## Set problem
Count the lines in the listing below that contain the string "roof", matching case exactly, and reply with only that number.
--- Start The records ---
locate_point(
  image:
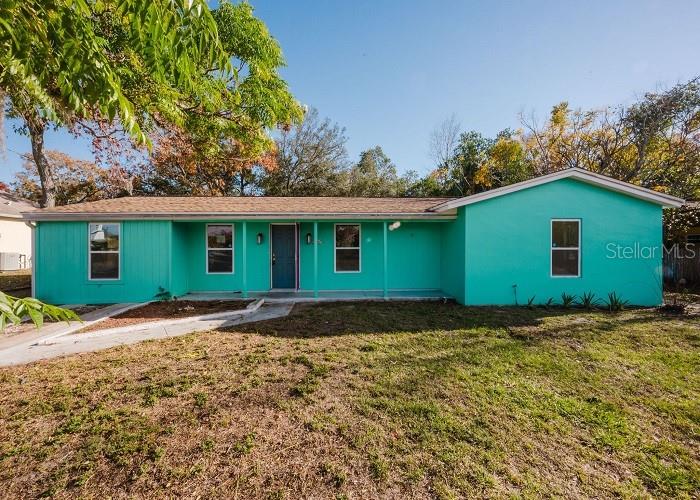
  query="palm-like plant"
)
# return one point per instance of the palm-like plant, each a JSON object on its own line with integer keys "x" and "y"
{"x": 14, "y": 309}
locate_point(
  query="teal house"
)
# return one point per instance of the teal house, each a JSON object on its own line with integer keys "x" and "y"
{"x": 568, "y": 232}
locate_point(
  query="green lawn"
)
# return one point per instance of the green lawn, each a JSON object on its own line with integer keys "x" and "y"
{"x": 363, "y": 400}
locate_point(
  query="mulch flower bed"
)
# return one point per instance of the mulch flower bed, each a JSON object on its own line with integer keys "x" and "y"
{"x": 172, "y": 309}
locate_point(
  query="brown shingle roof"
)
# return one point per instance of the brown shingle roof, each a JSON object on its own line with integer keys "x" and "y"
{"x": 12, "y": 206}
{"x": 249, "y": 205}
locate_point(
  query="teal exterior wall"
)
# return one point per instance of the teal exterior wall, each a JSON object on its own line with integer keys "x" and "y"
{"x": 413, "y": 252}
{"x": 180, "y": 263}
{"x": 508, "y": 243}
{"x": 61, "y": 260}
{"x": 453, "y": 258}
{"x": 476, "y": 258}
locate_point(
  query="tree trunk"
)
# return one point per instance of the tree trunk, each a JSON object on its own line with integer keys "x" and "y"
{"x": 37, "y": 127}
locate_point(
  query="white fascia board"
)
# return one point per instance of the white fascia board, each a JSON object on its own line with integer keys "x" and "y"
{"x": 108, "y": 216}
{"x": 580, "y": 174}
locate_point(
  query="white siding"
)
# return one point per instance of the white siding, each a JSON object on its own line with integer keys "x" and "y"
{"x": 16, "y": 236}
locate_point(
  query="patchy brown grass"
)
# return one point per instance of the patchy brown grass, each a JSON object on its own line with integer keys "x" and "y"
{"x": 170, "y": 309}
{"x": 362, "y": 400}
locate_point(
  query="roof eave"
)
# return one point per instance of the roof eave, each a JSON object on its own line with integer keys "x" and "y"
{"x": 87, "y": 216}
{"x": 603, "y": 181}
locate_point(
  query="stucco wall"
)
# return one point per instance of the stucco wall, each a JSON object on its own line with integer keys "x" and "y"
{"x": 508, "y": 243}
{"x": 61, "y": 271}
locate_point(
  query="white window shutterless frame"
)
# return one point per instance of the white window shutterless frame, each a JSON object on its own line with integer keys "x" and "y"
{"x": 219, "y": 248}
{"x": 104, "y": 251}
{"x": 565, "y": 248}
{"x": 347, "y": 240}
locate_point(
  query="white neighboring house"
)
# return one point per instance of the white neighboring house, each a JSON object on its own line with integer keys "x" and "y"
{"x": 15, "y": 235}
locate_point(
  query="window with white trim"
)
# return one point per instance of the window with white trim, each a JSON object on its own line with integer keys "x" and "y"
{"x": 347, "y": 248}
{"x": 566, "y": 248}
{"x": 104, "y": 246}
{"x": 219, "y": 248}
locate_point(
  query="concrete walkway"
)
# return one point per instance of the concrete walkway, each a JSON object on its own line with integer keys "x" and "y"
{"x": 28, "y": 334}
{"x": 37, "y": 349}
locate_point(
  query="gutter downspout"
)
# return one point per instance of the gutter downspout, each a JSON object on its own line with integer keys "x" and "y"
{"x": 386, "y": 262}
{"x": 315, "y": 259}
{"x": 245, "y": 259}
{"x": 33, "y": 227}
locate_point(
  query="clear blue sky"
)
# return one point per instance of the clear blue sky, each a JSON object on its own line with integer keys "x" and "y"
{"x": 389, "y": 72}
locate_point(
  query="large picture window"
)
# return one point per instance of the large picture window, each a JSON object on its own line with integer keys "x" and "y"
{"x": 219, "y": 248}
{"x": 566, "y": 248}
{"x": 104, "y": 250}
{"x": 347, "y": 248}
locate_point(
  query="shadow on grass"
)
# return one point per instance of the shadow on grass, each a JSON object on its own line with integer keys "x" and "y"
{"x": 351, "y": 318}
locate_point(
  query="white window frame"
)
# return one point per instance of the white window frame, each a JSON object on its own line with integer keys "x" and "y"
{"x": 552, "y": 249}
{"x": 233, "y": 246}
{"x": 358, "y": 248}
{"x": 118, "y": 252}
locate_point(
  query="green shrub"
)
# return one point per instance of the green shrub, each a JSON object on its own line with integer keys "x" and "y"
{"x": 14, "y": 309}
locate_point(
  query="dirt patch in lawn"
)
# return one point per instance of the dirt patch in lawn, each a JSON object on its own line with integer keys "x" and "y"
{"x": 175, "y": 309}
{"x": 368, "y": 400}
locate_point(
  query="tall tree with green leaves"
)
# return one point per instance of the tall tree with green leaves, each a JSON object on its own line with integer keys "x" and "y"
{"x": 374, "y": 175}
{"x": 311, "y": 159}
{"x": 141, "y": 66}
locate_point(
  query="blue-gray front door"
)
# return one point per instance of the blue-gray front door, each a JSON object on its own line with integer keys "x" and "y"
{"x": 284, "y": 256}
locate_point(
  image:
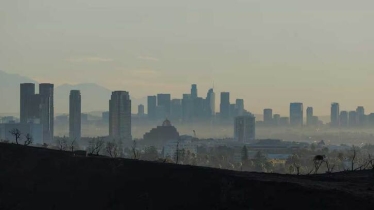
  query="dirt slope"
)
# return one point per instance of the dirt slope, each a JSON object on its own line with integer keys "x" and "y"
{"x": 36, "y": 178}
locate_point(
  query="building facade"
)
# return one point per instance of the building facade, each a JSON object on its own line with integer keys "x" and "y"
{"x": 75, "y": 115}
{"x": 245, "y": 128}
{"x": 151, "y": 108}
{"x": 296, "y": 114}
{"x": 120, "y": 116}
{"x": 335, "y": 112}
{"x": 225, "y": 106}
{"x": 164, "y": 100}
{"x": 268, "y": 117}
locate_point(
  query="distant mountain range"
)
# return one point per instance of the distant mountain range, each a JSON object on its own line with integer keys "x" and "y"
{"x": 94, "y": 97}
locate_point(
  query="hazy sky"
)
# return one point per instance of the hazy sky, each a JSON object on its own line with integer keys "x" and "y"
{"x": 269, "y": 52}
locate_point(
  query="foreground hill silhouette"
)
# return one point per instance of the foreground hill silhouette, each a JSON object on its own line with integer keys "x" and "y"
{"x": 38, "y": 178}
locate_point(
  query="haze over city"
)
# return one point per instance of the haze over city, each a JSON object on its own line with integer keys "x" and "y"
{"x": 269, "y": 53}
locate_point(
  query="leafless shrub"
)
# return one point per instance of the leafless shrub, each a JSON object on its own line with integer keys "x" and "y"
{"x": 96, "y": 145}
{"x": 112, "y": 149}
{"x": 318, "y": 160}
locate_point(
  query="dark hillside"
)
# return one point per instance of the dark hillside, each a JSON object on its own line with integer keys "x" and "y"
{"x": 37, "y": 178}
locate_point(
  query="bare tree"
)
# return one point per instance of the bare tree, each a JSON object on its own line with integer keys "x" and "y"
{"x": 28, "y": 140}
{"x": 16, "y": 133}
{"x": 96, "y": 145}
{"x": 318, "y": 160}
{"x": 330, "y": 166}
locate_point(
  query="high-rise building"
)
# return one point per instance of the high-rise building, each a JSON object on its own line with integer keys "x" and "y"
{"x": 164, "y": 100}
{"x": 334, "y": 114}
{"x": 225, "y": 106}
{"x": 268, "y": 116}
{"x": 276, "y": 119}
{"x": 193, "y": 91}
{"x": 361, "y": 118}
{"x": 187, "y": 107}
{"x": 46, "y": 92}
{"x": 233, "y": 111}
{"x": 176, "y": 109}
{"x": 140, "y": 109}
{"x": 296, "y": 114}
{"x": 198, "y": 108}
{"x": 284, "y": 121}
{"x": 239, "y": 107}
{"x": 343, "y": 118}
{"x": 27, "y": 93}
{"x": 211, "y": 103}
{"x": 105, "y": 117}
{"x": 120, "y": 116}
{"x": 371, "y": 119}
{"x": 309, "y": 116}
{"x": 75, "y": 114}
{"x": 245, "y": 128}
{"x": 151, "y": 109}
{"x": 352, "y": 118}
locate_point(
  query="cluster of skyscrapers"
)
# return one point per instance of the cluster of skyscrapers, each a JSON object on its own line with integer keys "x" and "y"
{"x": 192, "y": 108}
{"x": 37, "y": 113}
{"x": 356, "y": 118}
{"x": 296, "y": 117}
{"x": 38, "y": 108}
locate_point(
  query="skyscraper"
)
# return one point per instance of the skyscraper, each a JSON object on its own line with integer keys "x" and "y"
{"x": 233, "y": 112}
{"x": 27, "y": 93}
{"x": 198, "y": 107}
{"x": 296, "y": 114}
{"x": 164, "y": 100}
{"x": 343, "y": 118}
{"x": 211, "y": 102}
{"x": 151, "y": 109}
{"x": 120, "y": 116}
{"x": 140, "y": 109}
{"x": 46, "y": 92}
{"x": 361, "y": 118}
{"x": 335, "y": 114}
{"x": 268, "y": 116}
{"x": 176, "y": 109}
{"x": 225, "y": 106}
{"x": 187, "y": 107}
{"x": 352, "y": 118}
{"x": 75, "y": 114}
{"x": 309, "y": 116}
{"x": 276, "y": 119}
{"x": 245, "y": 128}
{"x": 239, "y": 107}
{"x": 193, "y": 91}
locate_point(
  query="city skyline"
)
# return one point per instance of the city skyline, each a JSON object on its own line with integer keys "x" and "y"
{"x": 268, "y": 53}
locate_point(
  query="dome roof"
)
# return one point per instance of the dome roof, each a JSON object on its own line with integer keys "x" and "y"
{"x": 166, "y": 123}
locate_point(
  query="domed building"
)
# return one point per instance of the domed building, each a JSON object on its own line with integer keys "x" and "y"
{"x": 162, "y": 134}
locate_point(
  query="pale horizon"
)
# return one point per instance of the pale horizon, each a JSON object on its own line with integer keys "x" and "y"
{"x": 277, "y": 52}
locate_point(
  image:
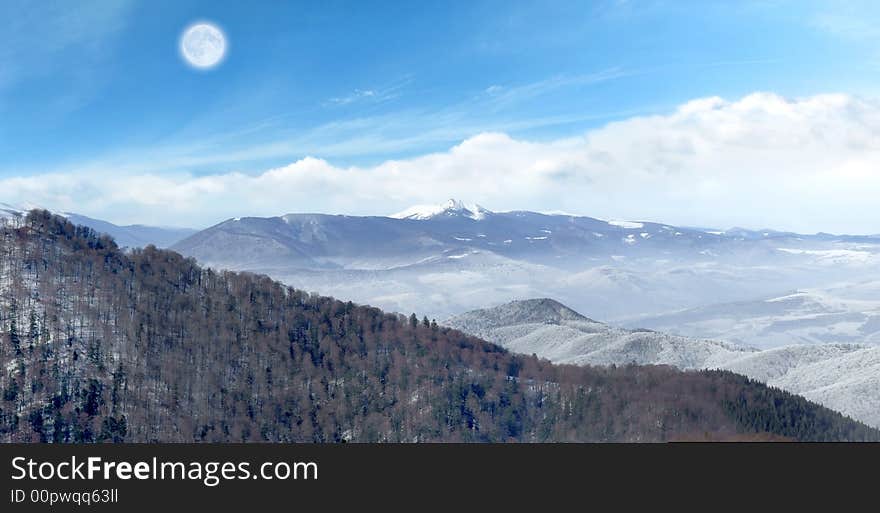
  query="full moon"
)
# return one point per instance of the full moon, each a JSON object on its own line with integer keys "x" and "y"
{"x": 203, "y": 45}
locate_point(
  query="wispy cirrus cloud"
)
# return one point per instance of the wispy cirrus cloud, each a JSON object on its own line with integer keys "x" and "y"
{"x": 372, "y": 95}
{"x": 806, "y": 164}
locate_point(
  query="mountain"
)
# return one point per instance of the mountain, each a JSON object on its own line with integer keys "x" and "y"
{"x": 844, "y": 377}
{"x": 842, "y": 313}
{"x": 454, "y": 257}
{"x": 132, "y": 236}
{"x": 551, "y": 330}
{"x": 98, "y": 344}
{"x": 451, "y": 208}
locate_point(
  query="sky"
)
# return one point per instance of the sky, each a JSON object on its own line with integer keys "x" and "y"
{"x": 706, "y": 113}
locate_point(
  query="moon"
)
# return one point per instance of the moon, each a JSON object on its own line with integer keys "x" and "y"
{"x": 203, "y": 45}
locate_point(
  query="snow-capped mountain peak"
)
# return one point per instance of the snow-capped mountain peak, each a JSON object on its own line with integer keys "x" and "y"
{"x": 451, "y": 207}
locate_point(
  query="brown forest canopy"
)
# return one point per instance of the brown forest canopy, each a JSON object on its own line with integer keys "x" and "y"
{"x": 101, "y": 345}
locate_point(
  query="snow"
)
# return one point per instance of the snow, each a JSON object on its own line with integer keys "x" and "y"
{"x": 832, "y": 256}
{"x": 450, "y": 207}
{"x": 843, "y": 377}
{"x": 629, "y": 225}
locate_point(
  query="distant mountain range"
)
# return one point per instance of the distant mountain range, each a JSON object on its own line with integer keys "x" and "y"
{"x": 172, "y": 352}
{"x": 845, "y": 312}
{"x": 844, "y": 377}
{"x": 450, "y": 258}
{"x": 456, "y": 230}
{"x": 132, "y": 236}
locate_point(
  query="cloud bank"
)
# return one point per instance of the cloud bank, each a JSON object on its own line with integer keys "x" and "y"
{"x": 808, "y": 164}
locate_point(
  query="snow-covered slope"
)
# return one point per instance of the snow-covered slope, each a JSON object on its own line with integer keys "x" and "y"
{"x": 843, "y": 313}
{"x": 551, "y": 330}
{"x": 451, "y": 207}
{"x": 844, "y": 377}
{"x": 131, "y": 236}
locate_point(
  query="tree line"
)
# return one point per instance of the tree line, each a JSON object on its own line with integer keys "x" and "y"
{"x": 101, "y": 345}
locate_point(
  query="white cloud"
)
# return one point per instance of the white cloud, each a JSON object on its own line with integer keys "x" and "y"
{"x": 807, "y": 164}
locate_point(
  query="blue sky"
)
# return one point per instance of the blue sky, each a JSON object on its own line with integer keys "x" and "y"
{"x": 97, "y": 88}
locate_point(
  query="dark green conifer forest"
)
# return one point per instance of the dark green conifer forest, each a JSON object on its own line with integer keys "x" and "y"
{"x": 101, "y": 345}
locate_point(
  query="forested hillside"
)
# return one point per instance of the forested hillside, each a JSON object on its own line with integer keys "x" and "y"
{"x": 101, "y": 345}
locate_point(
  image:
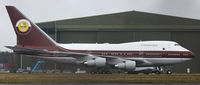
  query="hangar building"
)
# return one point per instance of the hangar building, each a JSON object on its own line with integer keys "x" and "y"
{"x": 128, "y": 27}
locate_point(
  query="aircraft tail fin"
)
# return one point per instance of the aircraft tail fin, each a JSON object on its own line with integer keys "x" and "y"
{"x": 28, "y": 34}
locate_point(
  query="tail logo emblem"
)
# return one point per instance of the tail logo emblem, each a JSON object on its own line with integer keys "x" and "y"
{"x": 23, "y": 26}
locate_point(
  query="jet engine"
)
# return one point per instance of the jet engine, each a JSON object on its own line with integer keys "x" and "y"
{"x": 128, "y": 65}
{"x": 99, "y": 62}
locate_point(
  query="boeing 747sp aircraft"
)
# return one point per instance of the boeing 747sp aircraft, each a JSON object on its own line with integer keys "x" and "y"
{"x": 32, "y": 41}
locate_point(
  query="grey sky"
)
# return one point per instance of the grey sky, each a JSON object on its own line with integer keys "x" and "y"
{"x": 48, "y": 10}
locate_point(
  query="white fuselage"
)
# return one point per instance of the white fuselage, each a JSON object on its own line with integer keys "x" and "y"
{"x": 149, "y": 52}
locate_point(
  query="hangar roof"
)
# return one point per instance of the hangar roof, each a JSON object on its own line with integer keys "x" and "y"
{"x": 125, "y": 21}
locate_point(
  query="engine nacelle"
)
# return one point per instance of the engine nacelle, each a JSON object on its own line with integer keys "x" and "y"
{"x": 128, "y": 65}
{"x": 99, "y": 62}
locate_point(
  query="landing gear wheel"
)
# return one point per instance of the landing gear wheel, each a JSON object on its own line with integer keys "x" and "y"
{"x": 169, "y": 72}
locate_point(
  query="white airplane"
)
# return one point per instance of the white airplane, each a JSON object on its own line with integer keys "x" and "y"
{"x": 32, "y": 41}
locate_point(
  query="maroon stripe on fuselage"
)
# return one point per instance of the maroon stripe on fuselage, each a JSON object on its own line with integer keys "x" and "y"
{"x": 139, "y": 54}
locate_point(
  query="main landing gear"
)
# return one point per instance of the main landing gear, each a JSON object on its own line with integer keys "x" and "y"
{"x": 163, "y": 70}
{"x": 100, "y": 71}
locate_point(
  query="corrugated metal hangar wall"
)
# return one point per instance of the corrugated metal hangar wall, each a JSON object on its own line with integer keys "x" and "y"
{"x": 128, "y": 27}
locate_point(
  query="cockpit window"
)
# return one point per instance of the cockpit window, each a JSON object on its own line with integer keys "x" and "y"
{"x": 176, "y": 44}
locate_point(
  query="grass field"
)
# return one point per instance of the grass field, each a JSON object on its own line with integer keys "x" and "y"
{"x": 97, "y": 78}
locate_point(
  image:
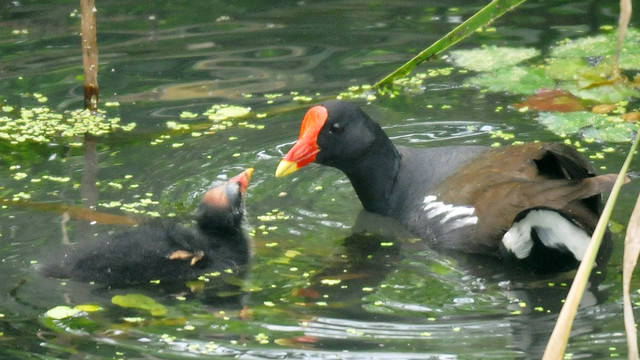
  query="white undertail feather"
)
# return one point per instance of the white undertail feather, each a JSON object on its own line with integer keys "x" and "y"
{"x": 554, "y": 230}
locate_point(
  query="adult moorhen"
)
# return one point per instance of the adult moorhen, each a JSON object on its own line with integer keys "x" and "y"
{"x": 534, "y": 204}
{"x": 163, "y": 249}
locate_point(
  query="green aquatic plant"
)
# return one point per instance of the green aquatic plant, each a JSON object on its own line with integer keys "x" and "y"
{"x": 41, "y": 124}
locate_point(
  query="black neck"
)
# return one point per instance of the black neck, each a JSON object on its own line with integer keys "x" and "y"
{"x": 374, "y": 176}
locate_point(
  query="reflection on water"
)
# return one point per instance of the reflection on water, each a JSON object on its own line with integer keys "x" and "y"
{"x": 328, "y": 281}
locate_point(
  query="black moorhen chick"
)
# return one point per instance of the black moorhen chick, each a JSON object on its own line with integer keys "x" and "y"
{"x": 163, "y": 249}
{"x": 534, "y": 204}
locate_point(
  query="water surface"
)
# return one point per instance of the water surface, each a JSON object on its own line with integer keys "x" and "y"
{"x": 319, "y": 286}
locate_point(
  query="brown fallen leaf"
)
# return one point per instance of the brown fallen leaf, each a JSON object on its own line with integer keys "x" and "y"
{"x": 552, "y": 100}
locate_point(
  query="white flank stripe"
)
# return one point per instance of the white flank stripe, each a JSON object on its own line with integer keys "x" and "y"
{"x": 461, "y": 214}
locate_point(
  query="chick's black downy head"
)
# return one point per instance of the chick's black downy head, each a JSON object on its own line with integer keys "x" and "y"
{"x": 221, "y": 210}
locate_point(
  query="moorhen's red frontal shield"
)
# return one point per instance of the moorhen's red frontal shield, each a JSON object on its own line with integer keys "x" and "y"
{"x": 305, "y": 150}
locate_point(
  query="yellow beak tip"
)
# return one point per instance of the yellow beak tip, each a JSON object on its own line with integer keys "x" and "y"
{"x": 285, "y": 168}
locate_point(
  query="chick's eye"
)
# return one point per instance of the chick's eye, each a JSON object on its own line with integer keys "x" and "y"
{"x": 336, "y": 128}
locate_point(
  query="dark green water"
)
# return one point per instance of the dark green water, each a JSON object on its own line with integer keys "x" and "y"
{"x": 317, "y": 291}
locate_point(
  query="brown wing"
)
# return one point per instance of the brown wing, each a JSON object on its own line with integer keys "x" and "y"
{"x": 512, "y": 179}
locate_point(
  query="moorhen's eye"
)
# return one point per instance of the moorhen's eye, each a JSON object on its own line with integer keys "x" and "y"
{"x": 336, "y": 128}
--- End The records ---
## Response to the task
8